Extract to read:
========================

The FBCHHS Epidemiology Division received preliminary positive results on July 13 and 14 from the Houston Health Department Laboratory. Samples have been sent to the Centers for Disease Control and Prevention Laboratory for confirmation. Fort Bend epidemiologists are conducting contact tracing to identify potential exposure based on proximity and behavior that would increase the risk of transmission of the disease.

“The confirmation of monkeypox in Fort Bend County is something we take seriously, and our Health and Human Services Department has been prepared to respond to an occurrence since the virus was first found in the U.S. earlier this year,” said Fort Bend County Judge K.P. George. “We will continue to keep residents informed and encourage them to follow the guidelines provided by the CDC and our local health authority.”

Health officials have identified individuals who have had direct contact with the patients and are monitoring them for symptoms and infection. The patients have not been hospitalized, are isolated and recovering at home and do not pose a known risk to other at this time.

“We began working closely with the Texas Department of State Health Services once we were notified about a possible case from a local physician,” said FBCHHS Director Jacquelyn Minter. “During the course of our investigation, we have discovered there is minimal risk to the public. We are pleased that our medical community is being vigilant to this evolving outbreak of monkeypox cases across the globe.”

Monkeypox is a rare disease caused by infection with the monkeypox virus. The virus is spread when a person comes in contact with an animal, human or material contaminated with the virus. The virus enters through broken skin, respiratory tract or the mucous membranes (eyes, nose or mouth). Human-to-human transmission occurred primarily through direct contact with skin lesions or close contact with large respiratory droplets.

While monkeypox is a rare disease and confirmed cases are isolated, FBCHHS says it is important for those traveling where monkeypox outbreaks are occurring to take measure as outlined by the CDC to prevent infection. In addition to refraining from close contact with those known to be infected with the virus, other measures include avoiding contact with animals that could harbor the virus, avoiding contact with any materials, such as bedding, that have been in contact with a sick person and wearing PPE when caring for persons who are infectious.

========================

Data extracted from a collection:
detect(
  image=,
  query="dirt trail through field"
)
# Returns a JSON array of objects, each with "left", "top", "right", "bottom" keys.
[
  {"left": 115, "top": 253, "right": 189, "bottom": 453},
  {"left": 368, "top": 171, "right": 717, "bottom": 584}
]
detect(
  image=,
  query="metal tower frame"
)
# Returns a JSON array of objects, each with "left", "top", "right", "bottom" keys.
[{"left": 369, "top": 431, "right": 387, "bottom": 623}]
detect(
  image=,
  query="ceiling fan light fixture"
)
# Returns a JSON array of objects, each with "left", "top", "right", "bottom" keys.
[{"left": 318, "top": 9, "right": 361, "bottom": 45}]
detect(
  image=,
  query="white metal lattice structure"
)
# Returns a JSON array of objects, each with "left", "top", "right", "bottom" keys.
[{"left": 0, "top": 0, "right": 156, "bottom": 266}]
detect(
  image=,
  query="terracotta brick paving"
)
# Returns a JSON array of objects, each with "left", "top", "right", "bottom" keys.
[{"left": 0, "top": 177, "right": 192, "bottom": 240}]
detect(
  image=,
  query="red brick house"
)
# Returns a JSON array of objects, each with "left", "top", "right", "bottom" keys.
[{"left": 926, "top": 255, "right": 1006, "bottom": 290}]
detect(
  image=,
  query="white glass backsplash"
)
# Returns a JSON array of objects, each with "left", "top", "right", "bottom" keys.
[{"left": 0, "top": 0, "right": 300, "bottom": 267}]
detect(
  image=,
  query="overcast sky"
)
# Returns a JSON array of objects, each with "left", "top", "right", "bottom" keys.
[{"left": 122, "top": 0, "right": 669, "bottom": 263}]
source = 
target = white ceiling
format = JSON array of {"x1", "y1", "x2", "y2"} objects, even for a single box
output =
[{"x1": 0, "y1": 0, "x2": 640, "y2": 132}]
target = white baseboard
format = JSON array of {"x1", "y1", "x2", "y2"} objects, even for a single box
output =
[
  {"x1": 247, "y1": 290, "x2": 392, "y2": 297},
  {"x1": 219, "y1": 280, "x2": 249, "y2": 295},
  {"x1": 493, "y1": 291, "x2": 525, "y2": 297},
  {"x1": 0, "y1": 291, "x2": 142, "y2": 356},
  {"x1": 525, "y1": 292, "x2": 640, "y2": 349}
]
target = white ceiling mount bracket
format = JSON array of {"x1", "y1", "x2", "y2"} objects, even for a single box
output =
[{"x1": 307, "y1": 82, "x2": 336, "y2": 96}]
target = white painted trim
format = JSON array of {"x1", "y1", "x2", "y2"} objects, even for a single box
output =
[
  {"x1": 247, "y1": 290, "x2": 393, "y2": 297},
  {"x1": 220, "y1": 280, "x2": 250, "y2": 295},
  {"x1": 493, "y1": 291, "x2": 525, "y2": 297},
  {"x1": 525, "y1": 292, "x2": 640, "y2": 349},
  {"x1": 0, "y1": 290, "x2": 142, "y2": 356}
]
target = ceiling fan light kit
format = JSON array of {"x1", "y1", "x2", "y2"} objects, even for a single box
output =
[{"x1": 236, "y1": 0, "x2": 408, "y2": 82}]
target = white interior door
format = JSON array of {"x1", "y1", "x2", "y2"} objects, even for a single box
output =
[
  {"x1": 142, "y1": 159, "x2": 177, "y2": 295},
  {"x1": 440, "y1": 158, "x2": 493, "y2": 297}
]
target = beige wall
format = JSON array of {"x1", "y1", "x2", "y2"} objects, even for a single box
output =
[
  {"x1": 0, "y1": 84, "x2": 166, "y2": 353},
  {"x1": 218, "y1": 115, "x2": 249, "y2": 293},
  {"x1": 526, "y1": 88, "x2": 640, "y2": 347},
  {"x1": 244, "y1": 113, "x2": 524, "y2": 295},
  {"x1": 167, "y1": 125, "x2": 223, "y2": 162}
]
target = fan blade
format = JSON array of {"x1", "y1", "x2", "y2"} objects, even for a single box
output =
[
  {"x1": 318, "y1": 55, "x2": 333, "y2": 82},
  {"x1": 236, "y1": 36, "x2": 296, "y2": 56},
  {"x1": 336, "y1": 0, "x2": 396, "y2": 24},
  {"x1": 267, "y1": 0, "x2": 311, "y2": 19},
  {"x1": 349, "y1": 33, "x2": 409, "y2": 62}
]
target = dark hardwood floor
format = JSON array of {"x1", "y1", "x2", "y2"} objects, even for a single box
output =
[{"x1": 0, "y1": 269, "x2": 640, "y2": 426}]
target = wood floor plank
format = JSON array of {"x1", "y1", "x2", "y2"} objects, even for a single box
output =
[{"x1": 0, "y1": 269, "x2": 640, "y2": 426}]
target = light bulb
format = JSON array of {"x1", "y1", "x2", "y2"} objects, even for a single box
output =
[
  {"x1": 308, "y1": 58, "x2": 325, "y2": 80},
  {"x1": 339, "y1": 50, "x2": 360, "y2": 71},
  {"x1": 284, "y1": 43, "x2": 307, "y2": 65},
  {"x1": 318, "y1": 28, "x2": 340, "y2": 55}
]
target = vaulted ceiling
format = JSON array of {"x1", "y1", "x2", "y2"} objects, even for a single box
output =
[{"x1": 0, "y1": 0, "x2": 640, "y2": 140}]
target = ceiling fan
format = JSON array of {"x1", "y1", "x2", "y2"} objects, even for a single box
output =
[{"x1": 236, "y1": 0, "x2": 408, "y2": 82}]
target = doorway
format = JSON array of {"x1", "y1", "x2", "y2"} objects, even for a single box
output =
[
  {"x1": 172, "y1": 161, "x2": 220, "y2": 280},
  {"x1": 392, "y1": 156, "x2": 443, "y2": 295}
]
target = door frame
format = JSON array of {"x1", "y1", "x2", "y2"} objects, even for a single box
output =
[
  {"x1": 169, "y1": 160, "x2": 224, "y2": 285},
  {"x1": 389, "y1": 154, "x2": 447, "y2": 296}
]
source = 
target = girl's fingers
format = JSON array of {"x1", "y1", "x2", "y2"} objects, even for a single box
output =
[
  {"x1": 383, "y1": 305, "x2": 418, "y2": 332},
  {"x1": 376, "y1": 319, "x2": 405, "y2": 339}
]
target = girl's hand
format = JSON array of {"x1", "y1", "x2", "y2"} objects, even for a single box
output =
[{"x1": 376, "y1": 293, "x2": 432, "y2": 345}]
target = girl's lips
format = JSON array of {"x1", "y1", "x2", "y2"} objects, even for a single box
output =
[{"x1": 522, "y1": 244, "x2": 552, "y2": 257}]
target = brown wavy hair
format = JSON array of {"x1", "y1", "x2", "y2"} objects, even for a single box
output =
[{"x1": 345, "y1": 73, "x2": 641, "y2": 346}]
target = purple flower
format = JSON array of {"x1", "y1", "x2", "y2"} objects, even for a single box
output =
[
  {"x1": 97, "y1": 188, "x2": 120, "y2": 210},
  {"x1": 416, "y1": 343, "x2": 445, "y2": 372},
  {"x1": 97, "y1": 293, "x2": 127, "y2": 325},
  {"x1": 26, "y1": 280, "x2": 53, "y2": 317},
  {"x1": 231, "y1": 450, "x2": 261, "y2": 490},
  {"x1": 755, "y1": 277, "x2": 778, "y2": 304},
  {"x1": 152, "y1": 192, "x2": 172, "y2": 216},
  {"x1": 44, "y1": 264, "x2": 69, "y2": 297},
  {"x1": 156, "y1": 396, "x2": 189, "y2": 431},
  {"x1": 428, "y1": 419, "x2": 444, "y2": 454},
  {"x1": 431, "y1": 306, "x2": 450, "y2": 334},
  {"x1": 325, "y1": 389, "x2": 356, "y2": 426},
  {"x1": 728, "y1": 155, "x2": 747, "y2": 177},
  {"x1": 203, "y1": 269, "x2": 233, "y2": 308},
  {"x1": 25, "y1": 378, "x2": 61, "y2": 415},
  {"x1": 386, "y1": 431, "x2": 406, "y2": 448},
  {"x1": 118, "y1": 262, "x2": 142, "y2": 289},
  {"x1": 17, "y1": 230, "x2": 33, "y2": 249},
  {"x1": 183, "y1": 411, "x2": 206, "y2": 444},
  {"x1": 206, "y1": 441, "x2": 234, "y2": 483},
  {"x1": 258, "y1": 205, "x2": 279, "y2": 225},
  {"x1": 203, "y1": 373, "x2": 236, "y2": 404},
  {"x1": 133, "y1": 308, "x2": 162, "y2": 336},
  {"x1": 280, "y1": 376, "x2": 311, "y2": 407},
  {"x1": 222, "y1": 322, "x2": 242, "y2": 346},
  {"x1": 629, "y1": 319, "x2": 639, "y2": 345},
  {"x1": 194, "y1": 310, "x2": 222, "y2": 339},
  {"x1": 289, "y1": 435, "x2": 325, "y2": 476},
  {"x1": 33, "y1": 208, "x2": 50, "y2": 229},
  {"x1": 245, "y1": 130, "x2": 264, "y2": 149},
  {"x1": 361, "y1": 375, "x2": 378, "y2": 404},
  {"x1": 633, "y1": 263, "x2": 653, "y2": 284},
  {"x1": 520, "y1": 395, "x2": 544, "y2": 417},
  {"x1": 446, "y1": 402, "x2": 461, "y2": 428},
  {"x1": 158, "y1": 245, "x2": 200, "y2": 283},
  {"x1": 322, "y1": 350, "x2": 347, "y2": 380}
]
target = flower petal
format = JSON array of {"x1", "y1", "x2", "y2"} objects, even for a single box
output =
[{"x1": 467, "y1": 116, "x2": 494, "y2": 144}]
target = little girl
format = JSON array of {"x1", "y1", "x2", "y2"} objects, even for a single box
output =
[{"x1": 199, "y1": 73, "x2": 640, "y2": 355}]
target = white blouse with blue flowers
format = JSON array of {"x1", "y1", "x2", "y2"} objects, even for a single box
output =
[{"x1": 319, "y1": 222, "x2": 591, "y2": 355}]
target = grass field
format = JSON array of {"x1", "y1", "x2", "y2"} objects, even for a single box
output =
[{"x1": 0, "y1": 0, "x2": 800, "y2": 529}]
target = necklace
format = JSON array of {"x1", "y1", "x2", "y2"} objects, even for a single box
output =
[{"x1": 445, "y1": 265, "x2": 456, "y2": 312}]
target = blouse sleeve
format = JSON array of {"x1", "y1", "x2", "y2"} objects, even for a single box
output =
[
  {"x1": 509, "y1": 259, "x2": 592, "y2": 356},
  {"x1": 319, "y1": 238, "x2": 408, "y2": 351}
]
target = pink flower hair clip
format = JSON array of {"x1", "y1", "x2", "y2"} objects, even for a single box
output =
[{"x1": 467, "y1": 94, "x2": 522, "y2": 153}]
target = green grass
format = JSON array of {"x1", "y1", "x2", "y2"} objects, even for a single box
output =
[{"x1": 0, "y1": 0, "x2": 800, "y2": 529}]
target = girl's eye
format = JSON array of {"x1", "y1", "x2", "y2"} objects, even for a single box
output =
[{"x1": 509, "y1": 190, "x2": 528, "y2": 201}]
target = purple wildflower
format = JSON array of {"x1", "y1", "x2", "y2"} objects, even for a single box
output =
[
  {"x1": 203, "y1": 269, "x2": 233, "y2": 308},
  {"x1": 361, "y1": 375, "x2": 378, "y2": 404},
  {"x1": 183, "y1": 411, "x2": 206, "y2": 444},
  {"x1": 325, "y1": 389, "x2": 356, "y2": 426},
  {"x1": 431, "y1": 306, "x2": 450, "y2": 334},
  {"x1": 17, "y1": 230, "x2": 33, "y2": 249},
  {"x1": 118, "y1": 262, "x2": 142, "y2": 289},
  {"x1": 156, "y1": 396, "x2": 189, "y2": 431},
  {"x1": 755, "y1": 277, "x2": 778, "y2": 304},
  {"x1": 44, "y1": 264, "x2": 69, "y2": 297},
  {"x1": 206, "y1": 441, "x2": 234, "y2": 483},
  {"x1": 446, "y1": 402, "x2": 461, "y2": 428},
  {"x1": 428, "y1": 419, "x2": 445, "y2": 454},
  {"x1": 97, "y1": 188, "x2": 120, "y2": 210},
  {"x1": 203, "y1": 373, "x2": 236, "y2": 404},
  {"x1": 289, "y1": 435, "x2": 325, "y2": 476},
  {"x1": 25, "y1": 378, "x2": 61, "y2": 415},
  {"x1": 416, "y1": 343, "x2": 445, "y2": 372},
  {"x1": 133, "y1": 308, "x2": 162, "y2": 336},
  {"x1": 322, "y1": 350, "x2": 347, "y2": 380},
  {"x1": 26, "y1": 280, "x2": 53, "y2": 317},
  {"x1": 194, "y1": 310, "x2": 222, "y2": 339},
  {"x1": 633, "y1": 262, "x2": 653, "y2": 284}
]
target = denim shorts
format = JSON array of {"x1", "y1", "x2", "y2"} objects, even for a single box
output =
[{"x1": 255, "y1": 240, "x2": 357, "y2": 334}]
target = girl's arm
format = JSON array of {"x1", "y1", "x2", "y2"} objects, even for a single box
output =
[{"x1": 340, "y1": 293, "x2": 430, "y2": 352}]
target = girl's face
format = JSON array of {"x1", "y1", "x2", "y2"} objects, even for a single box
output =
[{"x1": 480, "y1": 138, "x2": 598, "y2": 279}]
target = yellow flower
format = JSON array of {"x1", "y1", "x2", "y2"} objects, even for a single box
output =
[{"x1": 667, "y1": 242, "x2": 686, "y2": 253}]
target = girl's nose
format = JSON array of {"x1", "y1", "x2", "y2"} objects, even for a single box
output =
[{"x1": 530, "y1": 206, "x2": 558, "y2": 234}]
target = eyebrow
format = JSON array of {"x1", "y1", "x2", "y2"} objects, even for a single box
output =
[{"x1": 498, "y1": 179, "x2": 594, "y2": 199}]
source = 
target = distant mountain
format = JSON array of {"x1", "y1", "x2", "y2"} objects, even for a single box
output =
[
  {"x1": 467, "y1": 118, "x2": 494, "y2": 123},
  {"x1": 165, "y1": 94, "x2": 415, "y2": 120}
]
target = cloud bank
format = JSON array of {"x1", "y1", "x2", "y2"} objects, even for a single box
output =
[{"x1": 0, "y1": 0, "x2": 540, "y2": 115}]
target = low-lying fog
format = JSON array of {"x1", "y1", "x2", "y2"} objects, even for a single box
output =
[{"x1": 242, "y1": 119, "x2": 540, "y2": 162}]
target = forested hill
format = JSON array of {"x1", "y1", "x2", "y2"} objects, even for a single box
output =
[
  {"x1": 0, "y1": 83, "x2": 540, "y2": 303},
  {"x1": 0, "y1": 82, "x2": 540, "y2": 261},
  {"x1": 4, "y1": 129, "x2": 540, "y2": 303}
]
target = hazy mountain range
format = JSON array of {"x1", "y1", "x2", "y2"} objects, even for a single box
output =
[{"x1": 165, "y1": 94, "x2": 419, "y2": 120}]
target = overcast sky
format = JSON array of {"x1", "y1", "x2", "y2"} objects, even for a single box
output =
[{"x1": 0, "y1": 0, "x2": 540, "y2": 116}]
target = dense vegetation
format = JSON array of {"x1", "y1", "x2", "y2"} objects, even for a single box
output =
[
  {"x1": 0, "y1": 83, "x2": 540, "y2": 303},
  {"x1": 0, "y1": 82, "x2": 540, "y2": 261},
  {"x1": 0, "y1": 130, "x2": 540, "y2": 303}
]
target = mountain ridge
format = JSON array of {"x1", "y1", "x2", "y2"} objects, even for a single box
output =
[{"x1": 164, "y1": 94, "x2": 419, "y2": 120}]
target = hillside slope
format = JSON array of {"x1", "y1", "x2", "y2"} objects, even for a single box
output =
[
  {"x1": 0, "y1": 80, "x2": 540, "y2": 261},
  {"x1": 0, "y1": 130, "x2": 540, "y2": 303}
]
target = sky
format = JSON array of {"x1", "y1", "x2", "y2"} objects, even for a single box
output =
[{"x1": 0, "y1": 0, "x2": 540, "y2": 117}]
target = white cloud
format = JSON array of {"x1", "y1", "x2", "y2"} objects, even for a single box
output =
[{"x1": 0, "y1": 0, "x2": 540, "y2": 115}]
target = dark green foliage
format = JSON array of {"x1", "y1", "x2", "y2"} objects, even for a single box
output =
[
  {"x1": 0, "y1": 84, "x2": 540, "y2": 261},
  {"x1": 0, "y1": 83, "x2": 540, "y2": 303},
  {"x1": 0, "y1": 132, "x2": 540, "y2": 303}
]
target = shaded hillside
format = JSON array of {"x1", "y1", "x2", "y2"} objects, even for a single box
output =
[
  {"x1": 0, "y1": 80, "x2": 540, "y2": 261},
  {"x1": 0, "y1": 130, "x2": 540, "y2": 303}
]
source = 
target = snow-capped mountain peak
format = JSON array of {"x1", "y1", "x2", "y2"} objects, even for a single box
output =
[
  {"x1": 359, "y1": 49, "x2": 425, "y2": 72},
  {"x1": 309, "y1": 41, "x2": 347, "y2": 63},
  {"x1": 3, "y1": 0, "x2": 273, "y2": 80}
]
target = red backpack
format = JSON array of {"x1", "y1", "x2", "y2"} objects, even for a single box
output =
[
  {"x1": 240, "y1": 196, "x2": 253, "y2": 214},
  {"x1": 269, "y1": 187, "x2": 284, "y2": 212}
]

========================

Apply what you read:
(a) Decide whether each of the following statements agrees with the monkeypox passage, answering yes or no and quoting the words of the passage that decide it: (i) the preliminary positive results came from the Houston Health Department Laboratory; (ii) the patients have been hospitalized; (iii) the virus can enter the body through the mucous membranes.
(b) Reproduce the stretch of the monkeypox passage from "Monkeypox is a rare disease caused" through "large respiratory droplets.", changing "broken skin" to "damaged skin".

Results of the tasks:
(a)
(i) Yes: "received preliminary positive results on July 13 and 14 from the Houston Health Department Laboratory"
(ii) No: "The patients have not been hospitalized"
(iii) Yes: "The virus enters through broken skin, respiratory tract or the mucous membranes (eyes, nose or mouth)"

(b)
Monkeypox is a rare disease caused by infection with the monkeypox virus. The virus is spread when a person comes in contact with an animal, human or material contaminated with the virus. The virus enters through damaged skin, respiratory tract or the mucous membranes (eyes, nose or mouth). Human-to-human transmission occurred primarily through direct contact with skin lesions or close contact with large respiratory droplets.